Task input:

■ ■ ■

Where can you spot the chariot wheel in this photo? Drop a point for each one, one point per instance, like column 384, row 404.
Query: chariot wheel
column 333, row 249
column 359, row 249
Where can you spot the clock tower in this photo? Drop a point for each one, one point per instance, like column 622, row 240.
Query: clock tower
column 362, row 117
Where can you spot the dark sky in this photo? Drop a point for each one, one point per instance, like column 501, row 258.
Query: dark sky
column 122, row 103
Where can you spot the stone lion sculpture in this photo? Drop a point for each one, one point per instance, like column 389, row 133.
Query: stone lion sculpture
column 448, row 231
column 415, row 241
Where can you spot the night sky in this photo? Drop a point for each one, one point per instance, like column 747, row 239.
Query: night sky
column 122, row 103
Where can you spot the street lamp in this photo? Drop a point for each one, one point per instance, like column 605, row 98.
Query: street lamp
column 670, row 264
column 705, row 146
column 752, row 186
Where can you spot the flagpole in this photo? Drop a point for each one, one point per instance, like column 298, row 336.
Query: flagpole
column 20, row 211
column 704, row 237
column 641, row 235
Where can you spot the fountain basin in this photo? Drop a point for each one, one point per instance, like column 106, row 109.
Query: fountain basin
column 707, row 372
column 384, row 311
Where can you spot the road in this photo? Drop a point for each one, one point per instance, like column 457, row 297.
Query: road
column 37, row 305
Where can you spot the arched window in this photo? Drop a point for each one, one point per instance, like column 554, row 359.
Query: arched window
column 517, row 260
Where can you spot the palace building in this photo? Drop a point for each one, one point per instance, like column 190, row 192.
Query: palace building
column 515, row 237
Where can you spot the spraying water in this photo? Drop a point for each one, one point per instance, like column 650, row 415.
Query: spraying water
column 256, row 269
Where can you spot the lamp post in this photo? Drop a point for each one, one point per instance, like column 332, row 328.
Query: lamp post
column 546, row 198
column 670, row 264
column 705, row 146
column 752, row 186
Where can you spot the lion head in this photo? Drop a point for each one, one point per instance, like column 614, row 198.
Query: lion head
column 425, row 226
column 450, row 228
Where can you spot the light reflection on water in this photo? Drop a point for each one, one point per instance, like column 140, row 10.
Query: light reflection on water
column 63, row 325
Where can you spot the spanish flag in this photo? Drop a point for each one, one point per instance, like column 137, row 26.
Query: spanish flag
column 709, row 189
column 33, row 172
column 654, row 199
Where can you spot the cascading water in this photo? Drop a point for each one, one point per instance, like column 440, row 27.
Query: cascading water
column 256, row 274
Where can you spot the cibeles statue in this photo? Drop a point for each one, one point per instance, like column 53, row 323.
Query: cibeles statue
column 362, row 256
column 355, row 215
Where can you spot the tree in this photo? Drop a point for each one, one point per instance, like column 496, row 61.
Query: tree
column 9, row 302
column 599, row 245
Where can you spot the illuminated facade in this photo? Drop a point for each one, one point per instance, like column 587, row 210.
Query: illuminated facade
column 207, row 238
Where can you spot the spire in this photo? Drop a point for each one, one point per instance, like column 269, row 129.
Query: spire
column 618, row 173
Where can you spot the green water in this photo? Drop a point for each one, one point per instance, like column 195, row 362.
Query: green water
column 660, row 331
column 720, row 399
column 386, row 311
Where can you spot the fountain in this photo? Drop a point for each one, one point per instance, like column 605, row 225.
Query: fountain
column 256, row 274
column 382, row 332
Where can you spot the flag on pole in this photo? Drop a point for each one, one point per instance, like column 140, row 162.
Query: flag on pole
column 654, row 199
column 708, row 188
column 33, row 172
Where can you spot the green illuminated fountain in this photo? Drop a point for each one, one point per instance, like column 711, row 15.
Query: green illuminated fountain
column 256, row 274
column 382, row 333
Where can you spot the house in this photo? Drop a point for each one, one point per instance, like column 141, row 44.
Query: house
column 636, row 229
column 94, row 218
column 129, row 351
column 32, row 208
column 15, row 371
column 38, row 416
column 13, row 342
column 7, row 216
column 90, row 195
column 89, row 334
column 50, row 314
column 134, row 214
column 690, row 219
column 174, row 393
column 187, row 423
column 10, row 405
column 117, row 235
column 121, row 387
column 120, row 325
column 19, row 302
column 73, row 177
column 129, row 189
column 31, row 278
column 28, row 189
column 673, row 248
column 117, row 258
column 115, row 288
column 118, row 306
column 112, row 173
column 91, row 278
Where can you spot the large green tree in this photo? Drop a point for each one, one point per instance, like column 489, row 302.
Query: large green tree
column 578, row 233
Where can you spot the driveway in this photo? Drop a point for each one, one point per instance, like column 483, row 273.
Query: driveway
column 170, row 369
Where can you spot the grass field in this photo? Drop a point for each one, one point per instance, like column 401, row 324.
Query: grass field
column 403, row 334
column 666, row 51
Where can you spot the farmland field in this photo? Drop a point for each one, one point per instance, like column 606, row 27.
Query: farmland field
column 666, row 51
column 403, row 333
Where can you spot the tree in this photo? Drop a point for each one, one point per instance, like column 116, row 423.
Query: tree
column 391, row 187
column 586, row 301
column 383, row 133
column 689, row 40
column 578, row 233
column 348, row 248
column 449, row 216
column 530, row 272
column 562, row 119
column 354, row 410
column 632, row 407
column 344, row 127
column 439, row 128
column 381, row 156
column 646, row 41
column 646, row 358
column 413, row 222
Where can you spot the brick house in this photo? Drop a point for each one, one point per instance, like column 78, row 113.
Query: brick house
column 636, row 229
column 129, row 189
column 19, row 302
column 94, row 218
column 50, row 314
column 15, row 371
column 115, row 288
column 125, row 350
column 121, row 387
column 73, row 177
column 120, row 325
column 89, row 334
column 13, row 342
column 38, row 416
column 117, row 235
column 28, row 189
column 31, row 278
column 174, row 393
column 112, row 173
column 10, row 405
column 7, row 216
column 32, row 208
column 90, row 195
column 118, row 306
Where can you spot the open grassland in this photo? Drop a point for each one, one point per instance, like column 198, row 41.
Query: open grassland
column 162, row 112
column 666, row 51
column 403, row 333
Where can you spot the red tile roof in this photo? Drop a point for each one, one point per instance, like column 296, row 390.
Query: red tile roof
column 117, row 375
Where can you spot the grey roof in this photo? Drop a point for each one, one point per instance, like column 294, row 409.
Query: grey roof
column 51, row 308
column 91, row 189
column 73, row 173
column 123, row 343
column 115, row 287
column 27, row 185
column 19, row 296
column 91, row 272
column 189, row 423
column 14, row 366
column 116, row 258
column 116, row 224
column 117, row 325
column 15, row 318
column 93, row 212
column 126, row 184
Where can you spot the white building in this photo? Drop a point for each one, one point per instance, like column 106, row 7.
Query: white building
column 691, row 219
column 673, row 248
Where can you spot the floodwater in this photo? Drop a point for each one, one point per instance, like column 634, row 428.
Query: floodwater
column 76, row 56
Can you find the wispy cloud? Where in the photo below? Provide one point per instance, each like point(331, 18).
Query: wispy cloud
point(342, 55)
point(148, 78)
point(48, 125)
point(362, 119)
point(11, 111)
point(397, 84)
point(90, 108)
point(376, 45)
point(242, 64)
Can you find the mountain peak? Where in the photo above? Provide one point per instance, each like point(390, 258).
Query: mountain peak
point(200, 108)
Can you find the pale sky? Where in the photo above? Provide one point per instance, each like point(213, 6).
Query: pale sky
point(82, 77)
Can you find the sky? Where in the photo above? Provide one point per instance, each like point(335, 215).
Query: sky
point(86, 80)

■ ■ ■

Work required: All of the data above should be output exactly.

Exercise output:
Where can you spot the chariot wheel in this photo? Drop a point for each one, one point per instance, like column 384, row 404.
Query: chariot wheel
column 333, row 249
column 359, row 249
Where can you spot the clock tower in this photo? Drop a point for each one, one point per instance, like column 622, row 240.
Query: clock tower
column 362, row 117
Where can you spot the dark sky in this photo? Drop a point for each one, one point per instance, like column 501, row 258.
Query: dark sky
column 122, row 103
Where can you spot the stone lion sculpture in this photo? Drop a point for each one, one point per instance, like column 389, row 133.
Query: stone lion sculpture
column 448, row 231
column 415, row 241
Where can you spot the night sky in this photo? Drop a point for each one, one point per instance, like column 747, row 239.
Query: night sky
column 122, row 103
Where can you spot the street lamp in this photo? Drop a point for each one, one point per instance, like column 605, row 98.
Query: street lamp
column 670, row 264
column 705, row 146
column 752, row 186
Where can you spot the flagpole in this photo? Drop a point for each one, one point per instance, like column 298, row 336.
Query: flagpole
column 20, row 211
column 704, row 237
column 641, row 235
Where can you spot the fountain basin in this photo? Drop a point for each one, one point per instance, like column 106, row 109.
Query: fountain basin
column 707, row 372
column 384, row 311
Where can you spot the road in this photo? Drop a point for each one, one point per instance, like column 457, row 297.
Query: road
column 37, row 305
Where can you spot the arched window in this photo? Drop a point for each one, one point per instance, like column 554, row 359.
Query: arched window
column 517, row 260
Where can you spot the palace building in this photo? Drop a point for each one, one point per instance, like column 190, row 192.
Query: palace building
column 515, row 237
Where can you spot the spraying water in this photo? Drop a point for each one, one point per instance, like column 650, row 415.
Query: spraying water
column 256, row 269
Where can you spot the lamp post in this photo? Drop a point for each one, one point per instance, like column 332, row 328.
Query: lamp post
column 546, row 198
column 670, row 264
column 705, row 146
column 752, row 186
Where can you spot the lion head in this photo? Drop a point for each one, one point per instance, like column 614, row 198.
Query: lion head
column 425, row 226
column 450, row 228
Where can you spot the light reflection on water in this photo? Drop a point for each one, one point per instance, like column 140, row 10.
Query: light reflection on water
column 63, row 325
Where can you spot the spanish flag in this photo? Drop a point for each one, one point per instance, like column 137, row 26.
Query: spanish flag
column 709, row 189
column 33, row 172
column 654, row 199
Where can you spot the cascading water in this photo? Drop a point for each one, one point per instance, like column 440, row 27.
Query: cascading water
column 256, row 274
Where can you spot the cibeles statue in this photo? Drop a point for each one, one point per instance, like column 53, row 323.
Query: cibeles statue
column 362, row 256
column 355, row 215
Where can you spot the tree in this photo? Drop a point for each one, one point per instance, like column 496, row 61.
Query: tree
column 9, row 302
column 599, row 245
Where can you spot the illuminated facade in this photo? Drop a point for each one, one point per instance, like column 587, row 210.
Query: illuminated facade
column 207, row 238
Where can you spot the spire in this photo? Drop a point for each one, one point per instance, like column 269, row 129.
Query: spire
column 618, row 173
Where can you spot the green water in this photo? Drop a point for each one, one point per instance, like column 195, row 362.
Query: green water
column 660, row 331
column 720, row 399
column 386, row 311
Where can you spot the fountain in this photo? Drop a point for each one, one point per instance, like column 605, row 225.
Query: fountain
column 256, row 274
column 382, row 332
Where can you spot the flag on pole in this photo? Drop a point for each one, one point per instance, like column 140, row 162.
Query: flag on pole
column 654, row 199
column 708, row 188
column 33, row 172
Where can you spot the green illuminated fountain in this photo? Drop a point for each one, one point per instance, like column 711, row 15.
Query: green illuminated fountain
column 256, row 274
column 382, row 333
Where can you spot the house in this photo? Drop a point for each one, one point per instance, like column 141, row 44.
Query: house
column 636, row 229
column 94, row 218
column 129, row 351
column 32, row 208
column 15, row 371
column 38, row 416
column 13, row 342
column 7, row 216
column 90, row 195
column 89, row 334
column 50, row 314
column 134, row 214
column 690, row 219
column 174, row 393
column 187, row 423
column 10, row 405
column 117, row 235
column 121, row 387
column 120, row 325
column 19, row 302
column 73, row 177
column 129, row 189
column 31, row 278
column 28, row 189
column 673, row 248
column 117, row 258
column 115, row 288
column 118, row 306
column 112, row 173
column 91, row 278
Where can you spot the large green tree in this photo? Drop a point for each one, one point per instance, like column 489, row 302.
Query: large green tree
column 578, row 233
Where can you spot the driveway in this photo? Drop a point for each one, one point per instance, like column 483, row 273.
Query: driveway
column 170, row 369
Where can you spot the grass field in this photo? Drop a point for each one, one point per instance, like column 401, row 324.
Query: grass field
column 403, row 334
column 666, row 51
Where can you spot the farmland field in this photo? Drop a point for each one, one point per instance, like column 606, row 27.
Query: farmland field
column 666, row 51
column 403, row 333
Where can you spot the tree in this photo? Drop a point for each one, one point per instance, like column 116, row 423.
Query: tree
column 391, row 187
column 586, row 301
column 383, row 133
column 689, row 40
column 578, row 233
column 348, row 248
column 449, row 216
column 530, row 272
column 562, row 119
column 354, row 410
column 632, row 407
column 344, row 127
column 439, row 128
column 381, row 156
column 646, row 41
column 646, row 358
column 413, row 222
Where can you spot the brick house in this photo? Drop a point for each one, one point per instance, like column 78, row 113.
Query: brick house
column 636, row 229
column 129, row 189
column 19, row 302
column 94, row 218
column 50, row 314
column 15, row 371
column 115, row 288
column 125, row 350
column 121, row 387
column 73, row 177
column 120, row 325
column 89, row 334
column 13, row 342
column 38, row 416
column 117, row 235
column 28, row 189
column 31, row 278
column 174, row 393
column 112, row 173
column 10, row 405
column 7, row 216
column 32, row 208
column 90, row 195
column 118, row 306
Where can you spot the open grassland in this photo? Drop a point for each one, one point per instance, like column 198, row 41.
Query: open grassland
column 162, row 112
column 666, row 51
column 403, row 333
Where can you spot the red tile roof in this photo? Drop a point for each one, one point per instance, like column 296, row 390.
Query: red tile roof
column 117, row 375
Where can you spot the grey roof in this photo? Drop a point for each one, one point per instance, like column 294, row 409.
Query: grey roof
column 51, row 308
column 91, row 189
column 73, row 173
column 123, row 343
column 115, row 287
column 27, row 185
column 19, row 296
column 91, row 272
column 189, row 423
column 14, row 366
column 116, row 258
column 116, row 224
column 117, row 325
column 15, row 318
column 93, row 212
column 126, row 184
Where can you spot the white building in this photo? Drop a point for each one, one point per instance, like column 106, row 7.
Query: white building
column 691, row 219
column 673, row 248
Where can you spot the floodwater in this photo? Drop a point for each one, one point per instance, like column 634, row 428.
Query: floodwater
column 76, row 56
Can you find the wispy cloud? Where in the photo below? Provide one point per instance, each like point(331, 18).
Query: wispy cloud
point(342, 55)
point(148, 78)
point(48, 125)
point(362, 119)
point(11, 111)
point(397, 84)
point(90, 108)
point(376, 45)
point(242, 64)
Can you find the mountain peak? Where in the photo above? Provide one point per instance, each like point(390, 258).
Query: mountain peak
point(200, 108)
Can you find the pale sky? Where in the photo above? Provide one point per instance, each like point(213, 6).
Query: pale sky
point(82, 77)
Can you find the sky? Where in the photo above? Provide one point per instance, each like point(335, 215).
Query: sky
point(86, 80)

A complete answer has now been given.